*** SUPPLIED RECORDS

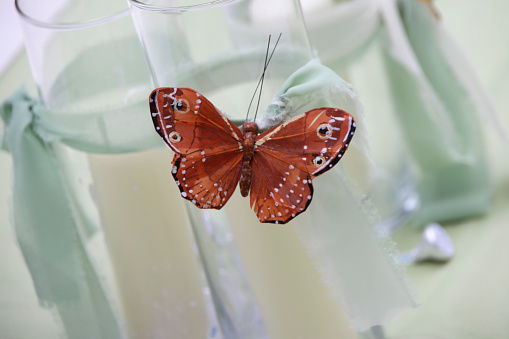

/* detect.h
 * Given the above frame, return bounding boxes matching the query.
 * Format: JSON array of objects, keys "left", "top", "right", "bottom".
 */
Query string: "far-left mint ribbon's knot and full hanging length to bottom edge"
[{"left": 0, "top": 88, "right": 121, "bottom": 338}]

******

_TASK ITEM_. Repeat the line that contains "matching the query.", then every line after it until the records end, with nothing added.

_EXERCISE ANSWER_.
 * Given the above frame, return bounding boxes matching the query.
 * Format: JSON array of objects, keys "left", "top", "right", "bottom".
 */
Query string: "far-left mint ribbon's knot and full hanging length to bottom edge"
[{"left": 0, "top": 88, "right": 121, "bottom": 338}]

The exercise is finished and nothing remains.